Recast the material below as a numbered list, beginning with the line that contains "spine, that would be wonderful." and ending with the final line, both included, and omitting any blank lines.

————

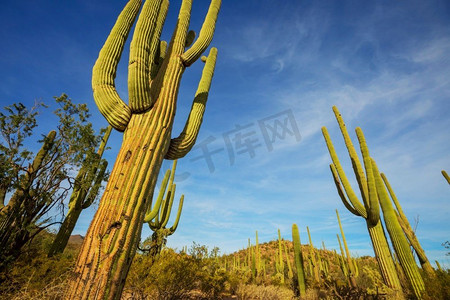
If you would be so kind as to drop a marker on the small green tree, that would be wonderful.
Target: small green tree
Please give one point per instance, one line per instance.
(42, 182)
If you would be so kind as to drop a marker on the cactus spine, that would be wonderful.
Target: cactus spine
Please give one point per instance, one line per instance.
(350, 265)
(158, 217)
(298, 257)
(87, 184)
(398, 238)
(155, 72)
(370, 209)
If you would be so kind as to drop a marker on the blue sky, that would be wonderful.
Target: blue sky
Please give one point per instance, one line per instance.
(384, 64)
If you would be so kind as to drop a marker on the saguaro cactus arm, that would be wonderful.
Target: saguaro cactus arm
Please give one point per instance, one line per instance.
(116, 112)
(356, 164)
(93, 191)
(181, 145)
(298, 256)
(399, 241)
(114, 234)
(143, 49)
(371, 203)
(205, 36)
(407, 229)
(343, 178)
(341, 193)
(151, 214)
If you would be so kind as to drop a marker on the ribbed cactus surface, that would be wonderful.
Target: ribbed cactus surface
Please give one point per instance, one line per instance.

————

> **Response to this exercise**:
1. If you would be so kind as to drop a marker on the cactus spine, that would be wonderful.
2. Target: cactus spine
3. Please give one point per instance, one line per instance.
4. (350, 265)
5. (158, 217)
6. (298, 257)
7. (87, 184)
8. (398, 238)
9. (155, 72)
10. (370, 209)
11. If you would be so kind as to drop a marker on the blue sky, that would be wonderful.
12. Target: blue sky
13. Please give one point per instance, one line per instance.
14. (384, 64)
15. If you would be so kind as to drop a marker on the saguaro cactus arm, that would be wonderful.
16. Target: saguaro cactus arm
17. Please give one point per instance, one line per instance.
18. (116, 112)
19. (356, 164)
20. (93, 191)
21. (181, 145)
22. (298, 256)
23. (399, 241)
24. (114, 234)
25. (143, 49)
26. (371, 203)
27. (205, 36)
28. (407, 229)
29. (343, 178)
30. (341, 193)
31. (151, 214)
32. If you would be so kind as to drop a marker on the ribbed cactus surface, that would be wonderful.
33. Target: ribbed cactus surface
34. Please give one point per instance, one line per instance.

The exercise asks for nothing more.